━━━ DATA SHOWN ━━━
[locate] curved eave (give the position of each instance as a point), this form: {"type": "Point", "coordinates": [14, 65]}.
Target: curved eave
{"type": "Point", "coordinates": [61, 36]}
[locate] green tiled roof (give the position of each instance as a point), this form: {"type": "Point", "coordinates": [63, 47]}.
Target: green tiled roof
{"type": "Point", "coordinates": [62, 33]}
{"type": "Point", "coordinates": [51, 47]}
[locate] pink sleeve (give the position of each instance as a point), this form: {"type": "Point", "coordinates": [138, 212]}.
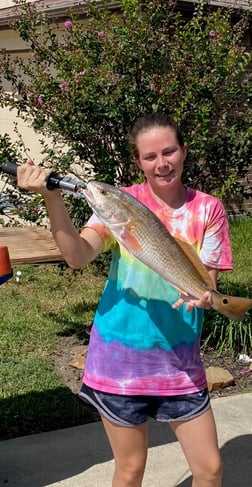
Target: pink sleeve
{"type": "Point", "coordinates": [216, 250]}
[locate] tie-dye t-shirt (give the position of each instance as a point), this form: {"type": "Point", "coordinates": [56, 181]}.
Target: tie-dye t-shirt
{"type": "Point", "coordinates": [139, 344]}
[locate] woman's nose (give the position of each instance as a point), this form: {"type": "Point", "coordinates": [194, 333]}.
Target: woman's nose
{"type": "Point", "coordinates": [162, 161]}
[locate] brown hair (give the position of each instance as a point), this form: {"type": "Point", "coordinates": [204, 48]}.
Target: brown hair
{"type": "Point", "coordinates": [149, 121]}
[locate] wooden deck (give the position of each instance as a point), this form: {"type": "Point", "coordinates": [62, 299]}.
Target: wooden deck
{"type": "Point", "coordinates": [30, 245]}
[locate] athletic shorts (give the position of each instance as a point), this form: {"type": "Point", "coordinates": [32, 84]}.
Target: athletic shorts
{"type": "Point", "coordinates": [134, 410]}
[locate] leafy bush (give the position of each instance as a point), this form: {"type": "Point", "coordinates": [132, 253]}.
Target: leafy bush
{"type": "Point", "coordinates": [86, 83]}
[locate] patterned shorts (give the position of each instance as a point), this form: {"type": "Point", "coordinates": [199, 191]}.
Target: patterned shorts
{"type": "Point", "coordinates": [135, 410]}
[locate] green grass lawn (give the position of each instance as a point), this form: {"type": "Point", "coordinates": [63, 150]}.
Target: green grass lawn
{"type": "Point", "coordinates": [49, 303]}
{"type": "Point", "coordinates": [45, 305]}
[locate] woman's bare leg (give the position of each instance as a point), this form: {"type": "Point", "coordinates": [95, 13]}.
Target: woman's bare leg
{"type": "Point", "coordinates": [198, 439]}
{"type": "Point", "coordinates": [129, 446]}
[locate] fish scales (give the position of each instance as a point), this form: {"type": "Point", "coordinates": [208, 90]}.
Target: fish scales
{"type": "Point", "coordinates": [145, 237]}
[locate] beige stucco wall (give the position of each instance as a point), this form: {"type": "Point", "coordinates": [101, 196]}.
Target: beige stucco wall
{"type": "Point", "coordinates": [31, 139]}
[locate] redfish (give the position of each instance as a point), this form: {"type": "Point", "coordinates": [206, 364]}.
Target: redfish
{"type": "Point", "coordinates": [146, 238]}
━━━
> [TASK PROMPT]: Rewrite every line of the data from the line containing "[locate] green grass" through the end of the data, multiplying each point coordinate in the answers by 0.2 and rounding to whole numbers, with halves rounded up. Leave the sample coordinates in all other lines unchanged.

> [RESPONSE TO THIS TASK]:
[locate] green grass lawn (give the position of each instance as a point), this form: {"type": "Point", "coordinates": [63, 150]}.
Target: green grass lawn
{"type": "Point", "coordinates": [10, 61]}
{"type": "Point", "coordinates": [9, 61]}
[locate] woman's bare leg (give the position of each instance as a point), this form: {"type": "Point", "coordinates": [95, 13]}.
Target: woman's bare leg
{"type": "Point", "coordinates": [40, 88]}
{"type": "Point", "coordinates": [26, 89]}
[locate] fish scales (give the position of each instance as a point), this form: {"type": "Point", "coordinates": [208, 90]}.
Target: fish scales
{"type": "Point", "coordinates": [29, 47]}
[locate] beige stucco wall (give the position of each instance as a point), this form: {"type": "Point", "coordinates": [101, 196]}.
Target: beige stucco wall
{"type": "Point", "coordinates": [6, 28]}
[locate] redfish (give the position of each instance as a point), this form: {"type": "Point", "coordinates": [206, 364]}.
Target: redfish
{"type": "Point", "coordinates": [29, 48]}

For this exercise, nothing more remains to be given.